• [Records contained in a dataset]:

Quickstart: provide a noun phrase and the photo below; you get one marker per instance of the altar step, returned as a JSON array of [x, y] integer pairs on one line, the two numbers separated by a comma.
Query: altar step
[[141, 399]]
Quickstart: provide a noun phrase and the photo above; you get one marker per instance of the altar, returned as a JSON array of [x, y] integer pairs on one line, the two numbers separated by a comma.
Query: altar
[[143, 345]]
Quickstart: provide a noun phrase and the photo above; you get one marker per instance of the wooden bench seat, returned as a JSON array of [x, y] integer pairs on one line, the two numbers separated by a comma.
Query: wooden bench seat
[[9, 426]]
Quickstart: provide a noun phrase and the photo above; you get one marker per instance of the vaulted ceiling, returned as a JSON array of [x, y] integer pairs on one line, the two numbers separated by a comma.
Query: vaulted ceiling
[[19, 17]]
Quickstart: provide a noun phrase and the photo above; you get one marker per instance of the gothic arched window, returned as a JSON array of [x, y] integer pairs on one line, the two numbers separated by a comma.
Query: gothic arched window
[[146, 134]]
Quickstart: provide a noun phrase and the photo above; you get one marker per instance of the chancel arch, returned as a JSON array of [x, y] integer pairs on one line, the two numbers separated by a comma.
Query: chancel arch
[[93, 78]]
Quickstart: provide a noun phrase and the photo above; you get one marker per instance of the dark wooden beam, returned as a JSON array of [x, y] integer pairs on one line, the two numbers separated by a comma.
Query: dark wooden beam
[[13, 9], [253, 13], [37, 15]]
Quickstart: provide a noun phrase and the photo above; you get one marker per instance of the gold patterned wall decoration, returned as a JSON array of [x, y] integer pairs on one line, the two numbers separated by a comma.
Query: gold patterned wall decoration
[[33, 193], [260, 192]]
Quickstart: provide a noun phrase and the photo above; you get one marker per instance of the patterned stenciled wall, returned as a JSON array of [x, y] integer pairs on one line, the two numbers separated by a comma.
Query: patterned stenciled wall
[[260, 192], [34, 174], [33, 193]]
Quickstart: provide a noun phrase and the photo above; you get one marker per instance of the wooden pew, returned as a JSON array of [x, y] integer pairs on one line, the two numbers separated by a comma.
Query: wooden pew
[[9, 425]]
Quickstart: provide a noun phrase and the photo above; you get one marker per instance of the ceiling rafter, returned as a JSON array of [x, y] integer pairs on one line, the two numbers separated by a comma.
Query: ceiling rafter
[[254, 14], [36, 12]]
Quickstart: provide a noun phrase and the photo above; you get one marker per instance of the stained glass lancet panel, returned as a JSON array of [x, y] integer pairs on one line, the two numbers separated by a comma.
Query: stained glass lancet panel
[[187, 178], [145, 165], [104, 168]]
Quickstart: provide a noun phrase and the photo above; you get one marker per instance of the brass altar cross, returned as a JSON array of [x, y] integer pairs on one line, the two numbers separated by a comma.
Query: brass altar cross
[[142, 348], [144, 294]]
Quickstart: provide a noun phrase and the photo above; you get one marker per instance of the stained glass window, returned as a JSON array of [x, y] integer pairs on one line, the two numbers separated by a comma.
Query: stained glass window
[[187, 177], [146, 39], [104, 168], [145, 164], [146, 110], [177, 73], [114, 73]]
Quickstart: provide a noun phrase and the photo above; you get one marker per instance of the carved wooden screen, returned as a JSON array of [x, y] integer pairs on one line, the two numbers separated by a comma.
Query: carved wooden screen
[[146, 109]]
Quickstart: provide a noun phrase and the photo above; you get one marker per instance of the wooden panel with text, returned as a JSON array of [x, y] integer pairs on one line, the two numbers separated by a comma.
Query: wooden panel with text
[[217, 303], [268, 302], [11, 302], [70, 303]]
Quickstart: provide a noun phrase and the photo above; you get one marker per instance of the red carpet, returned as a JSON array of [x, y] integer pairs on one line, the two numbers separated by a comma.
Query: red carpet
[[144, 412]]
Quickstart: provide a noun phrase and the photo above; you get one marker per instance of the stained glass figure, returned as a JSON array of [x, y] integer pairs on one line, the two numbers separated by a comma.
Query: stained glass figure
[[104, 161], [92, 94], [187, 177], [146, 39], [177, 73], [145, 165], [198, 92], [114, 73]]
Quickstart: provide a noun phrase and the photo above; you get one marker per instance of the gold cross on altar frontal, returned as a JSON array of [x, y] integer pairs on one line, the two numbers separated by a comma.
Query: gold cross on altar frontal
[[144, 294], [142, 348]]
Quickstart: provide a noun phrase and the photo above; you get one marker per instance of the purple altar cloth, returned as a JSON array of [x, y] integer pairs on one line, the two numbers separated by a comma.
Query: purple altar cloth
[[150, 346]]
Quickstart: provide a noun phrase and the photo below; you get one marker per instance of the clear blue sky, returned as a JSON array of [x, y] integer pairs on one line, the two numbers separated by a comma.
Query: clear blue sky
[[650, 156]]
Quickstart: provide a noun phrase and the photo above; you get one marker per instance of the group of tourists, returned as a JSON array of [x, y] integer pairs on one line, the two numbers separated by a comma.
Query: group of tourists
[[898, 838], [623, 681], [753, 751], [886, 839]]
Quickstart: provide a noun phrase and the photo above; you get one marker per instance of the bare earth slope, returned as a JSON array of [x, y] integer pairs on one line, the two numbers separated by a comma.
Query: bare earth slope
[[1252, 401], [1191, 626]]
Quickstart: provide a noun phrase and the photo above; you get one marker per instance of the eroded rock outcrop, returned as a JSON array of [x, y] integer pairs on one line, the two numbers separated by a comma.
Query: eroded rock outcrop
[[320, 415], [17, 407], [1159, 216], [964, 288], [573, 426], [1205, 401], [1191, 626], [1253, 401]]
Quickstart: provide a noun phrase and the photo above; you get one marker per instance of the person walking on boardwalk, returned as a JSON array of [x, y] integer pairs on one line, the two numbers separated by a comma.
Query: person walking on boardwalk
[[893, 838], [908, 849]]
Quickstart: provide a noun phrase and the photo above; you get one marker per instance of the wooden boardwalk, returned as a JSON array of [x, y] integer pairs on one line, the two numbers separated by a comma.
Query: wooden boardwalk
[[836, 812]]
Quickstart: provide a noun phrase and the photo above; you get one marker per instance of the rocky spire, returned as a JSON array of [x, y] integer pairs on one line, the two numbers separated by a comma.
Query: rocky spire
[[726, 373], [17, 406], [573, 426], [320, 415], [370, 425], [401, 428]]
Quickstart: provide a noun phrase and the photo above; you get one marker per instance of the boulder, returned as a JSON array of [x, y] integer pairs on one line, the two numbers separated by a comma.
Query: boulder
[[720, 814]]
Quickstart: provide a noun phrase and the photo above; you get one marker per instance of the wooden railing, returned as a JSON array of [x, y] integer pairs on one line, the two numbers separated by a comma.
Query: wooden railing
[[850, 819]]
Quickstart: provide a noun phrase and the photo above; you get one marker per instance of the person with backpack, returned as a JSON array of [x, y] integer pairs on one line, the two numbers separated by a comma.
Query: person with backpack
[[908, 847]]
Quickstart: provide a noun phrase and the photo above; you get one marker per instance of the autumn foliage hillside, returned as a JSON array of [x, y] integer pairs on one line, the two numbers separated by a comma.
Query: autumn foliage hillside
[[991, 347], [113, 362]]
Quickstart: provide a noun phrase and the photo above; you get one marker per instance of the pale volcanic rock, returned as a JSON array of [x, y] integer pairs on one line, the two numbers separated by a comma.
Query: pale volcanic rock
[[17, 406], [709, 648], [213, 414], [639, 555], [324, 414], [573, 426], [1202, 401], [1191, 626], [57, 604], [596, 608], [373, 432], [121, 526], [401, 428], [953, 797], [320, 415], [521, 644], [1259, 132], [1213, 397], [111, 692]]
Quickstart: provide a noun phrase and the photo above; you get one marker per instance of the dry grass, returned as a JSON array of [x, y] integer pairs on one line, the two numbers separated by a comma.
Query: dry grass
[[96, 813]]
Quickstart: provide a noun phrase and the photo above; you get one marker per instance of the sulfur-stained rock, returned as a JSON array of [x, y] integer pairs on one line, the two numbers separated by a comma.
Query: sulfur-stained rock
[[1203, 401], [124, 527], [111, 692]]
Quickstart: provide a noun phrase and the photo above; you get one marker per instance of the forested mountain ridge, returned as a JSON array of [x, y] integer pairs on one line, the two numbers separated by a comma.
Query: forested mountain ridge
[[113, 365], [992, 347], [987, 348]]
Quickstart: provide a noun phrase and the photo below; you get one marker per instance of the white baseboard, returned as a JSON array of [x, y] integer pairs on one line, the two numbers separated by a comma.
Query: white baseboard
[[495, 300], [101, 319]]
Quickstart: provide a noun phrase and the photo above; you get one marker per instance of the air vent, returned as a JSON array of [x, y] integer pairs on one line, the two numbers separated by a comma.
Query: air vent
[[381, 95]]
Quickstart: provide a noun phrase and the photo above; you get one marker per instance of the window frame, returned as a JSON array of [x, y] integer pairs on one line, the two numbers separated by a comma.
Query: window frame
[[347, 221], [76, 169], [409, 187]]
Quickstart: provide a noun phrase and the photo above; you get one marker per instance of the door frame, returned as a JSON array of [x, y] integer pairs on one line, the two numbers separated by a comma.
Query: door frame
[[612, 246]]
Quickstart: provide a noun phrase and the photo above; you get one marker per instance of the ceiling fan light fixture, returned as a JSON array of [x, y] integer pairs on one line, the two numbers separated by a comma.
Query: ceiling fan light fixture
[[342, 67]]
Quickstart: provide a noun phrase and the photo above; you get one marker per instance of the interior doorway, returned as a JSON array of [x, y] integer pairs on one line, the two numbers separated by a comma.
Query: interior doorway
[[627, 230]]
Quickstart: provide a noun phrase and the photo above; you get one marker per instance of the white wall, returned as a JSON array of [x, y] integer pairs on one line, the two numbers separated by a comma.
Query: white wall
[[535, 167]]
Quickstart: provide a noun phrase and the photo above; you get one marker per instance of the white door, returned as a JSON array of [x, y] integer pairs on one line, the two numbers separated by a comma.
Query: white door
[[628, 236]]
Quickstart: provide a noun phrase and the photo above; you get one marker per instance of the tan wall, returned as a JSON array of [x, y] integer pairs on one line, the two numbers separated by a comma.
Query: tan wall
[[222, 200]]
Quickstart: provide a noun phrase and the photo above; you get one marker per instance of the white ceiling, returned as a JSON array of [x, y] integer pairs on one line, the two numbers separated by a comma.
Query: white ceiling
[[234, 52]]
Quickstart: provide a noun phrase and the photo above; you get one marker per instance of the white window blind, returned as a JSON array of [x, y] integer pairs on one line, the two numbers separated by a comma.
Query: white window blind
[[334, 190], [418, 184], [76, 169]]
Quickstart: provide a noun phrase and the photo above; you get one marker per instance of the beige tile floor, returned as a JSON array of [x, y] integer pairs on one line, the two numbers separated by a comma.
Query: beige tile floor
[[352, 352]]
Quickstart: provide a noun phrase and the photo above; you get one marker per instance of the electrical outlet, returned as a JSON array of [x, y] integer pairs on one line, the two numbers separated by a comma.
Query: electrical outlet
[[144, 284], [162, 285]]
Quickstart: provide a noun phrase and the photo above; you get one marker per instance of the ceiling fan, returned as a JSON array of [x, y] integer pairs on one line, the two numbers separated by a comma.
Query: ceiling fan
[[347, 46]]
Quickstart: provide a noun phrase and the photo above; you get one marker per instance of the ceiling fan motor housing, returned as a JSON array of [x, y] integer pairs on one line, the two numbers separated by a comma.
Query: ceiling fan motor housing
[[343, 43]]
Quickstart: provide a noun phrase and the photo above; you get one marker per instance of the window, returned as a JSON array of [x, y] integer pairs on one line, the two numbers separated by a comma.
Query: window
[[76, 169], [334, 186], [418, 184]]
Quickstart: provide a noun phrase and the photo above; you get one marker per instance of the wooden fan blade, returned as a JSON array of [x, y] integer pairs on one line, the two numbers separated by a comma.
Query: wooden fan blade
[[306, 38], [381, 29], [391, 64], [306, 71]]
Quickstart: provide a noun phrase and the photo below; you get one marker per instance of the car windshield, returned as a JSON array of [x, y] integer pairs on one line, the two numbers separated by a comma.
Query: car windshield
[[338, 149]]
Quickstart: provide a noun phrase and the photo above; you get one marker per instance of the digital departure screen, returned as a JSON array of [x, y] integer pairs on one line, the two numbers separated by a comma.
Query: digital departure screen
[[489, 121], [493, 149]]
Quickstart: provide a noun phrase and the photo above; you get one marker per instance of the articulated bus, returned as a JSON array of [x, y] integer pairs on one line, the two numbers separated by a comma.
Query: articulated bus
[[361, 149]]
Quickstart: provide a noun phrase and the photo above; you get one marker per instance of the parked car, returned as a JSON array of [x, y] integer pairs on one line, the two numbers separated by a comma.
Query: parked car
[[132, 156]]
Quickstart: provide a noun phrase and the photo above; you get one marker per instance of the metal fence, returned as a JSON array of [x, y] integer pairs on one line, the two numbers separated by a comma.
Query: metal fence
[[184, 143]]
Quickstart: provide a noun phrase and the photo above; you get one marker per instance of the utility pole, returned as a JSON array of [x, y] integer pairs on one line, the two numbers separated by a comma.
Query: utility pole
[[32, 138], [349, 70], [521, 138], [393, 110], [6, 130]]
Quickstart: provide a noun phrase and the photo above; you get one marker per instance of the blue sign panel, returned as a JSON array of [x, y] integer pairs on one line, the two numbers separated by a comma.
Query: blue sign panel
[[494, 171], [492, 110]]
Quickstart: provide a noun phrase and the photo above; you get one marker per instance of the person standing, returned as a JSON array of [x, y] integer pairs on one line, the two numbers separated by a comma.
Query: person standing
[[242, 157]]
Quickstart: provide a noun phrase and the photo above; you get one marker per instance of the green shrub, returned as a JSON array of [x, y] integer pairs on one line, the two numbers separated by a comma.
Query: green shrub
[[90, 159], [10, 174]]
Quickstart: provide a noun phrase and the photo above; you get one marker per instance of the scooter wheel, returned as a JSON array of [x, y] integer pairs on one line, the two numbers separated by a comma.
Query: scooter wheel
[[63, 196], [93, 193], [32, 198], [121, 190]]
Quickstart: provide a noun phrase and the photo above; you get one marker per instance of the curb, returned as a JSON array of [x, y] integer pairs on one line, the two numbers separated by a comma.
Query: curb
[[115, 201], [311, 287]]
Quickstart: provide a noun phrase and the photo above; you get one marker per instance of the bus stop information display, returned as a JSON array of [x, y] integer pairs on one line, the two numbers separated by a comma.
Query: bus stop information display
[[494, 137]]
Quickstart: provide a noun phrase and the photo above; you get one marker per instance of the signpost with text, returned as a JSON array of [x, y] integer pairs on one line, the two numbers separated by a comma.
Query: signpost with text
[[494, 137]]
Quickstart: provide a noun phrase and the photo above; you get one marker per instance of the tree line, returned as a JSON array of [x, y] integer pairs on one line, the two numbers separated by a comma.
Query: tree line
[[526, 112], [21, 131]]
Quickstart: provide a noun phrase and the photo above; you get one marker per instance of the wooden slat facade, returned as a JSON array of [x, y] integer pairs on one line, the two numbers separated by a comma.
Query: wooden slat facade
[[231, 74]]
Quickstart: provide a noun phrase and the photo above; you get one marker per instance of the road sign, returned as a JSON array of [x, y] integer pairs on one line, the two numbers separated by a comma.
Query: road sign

• [Exercise requirements]: Exactly reproduce the lines that run from the line with "of the scooter" through the last line of the records, inclusive.

• [The output]:
Quickstart: provide a noun phrase and the photo above; you get one marker per instance of the scooter wheel, returned as a JSON array of [x, y] integer pairs on one line, the two numbers separated by a comma.
Query: scooter wheel
[[63, 196], [93, 193], [32, 198], [121, 190]]
Quickstart: provide a noun phrase and the photo above; you get one marker per instance of the curb, returned as a JSON array of [x, y] integer pairs on one line, the two numbers separated by a comma.
Query: curb
[[115, 201], [311, 287]]
Quickstart: provide a noun phrase and the photo above; you get one marker per instance of the bus stop information display, returned as a JSON array of [x, y] integer pairs on one line, the two numbers separated by a comma.
Query: bus stop information display
[[494, 137]]
Quickstart: provide a noun phrase and the photo above; you get one marker per instance of the signpost with text, returned as a JSON array of [x, y] integer pairs on one line, the two numbers separated by a comma.
Query: signpost with text
[[494, 137]]
Quickstart: provide a noun phrase and the photo above; you get one marker per instance of the tree line, returned as a JSON array of [x, y] integer pairs on one line, the two numbers separated by a comma.
Query: tree line
[[526, 112], [21, 131]]
Quickstart: provide a noun phrase and the photo above; you get one marker per instance of the wooden slat facade, returned as a JSON array of [x, y] integer pairs on one line, the two numbers separated by a comma.
Query: wooden slat facade
[[231, 74]]
Quickstart: provide a noun phrase and the photo above; you get one marker per instance of the road sign, returned as a JSON array of [x, y] integer pairs on one line, the two numbers separated by a comma.
Query: road sign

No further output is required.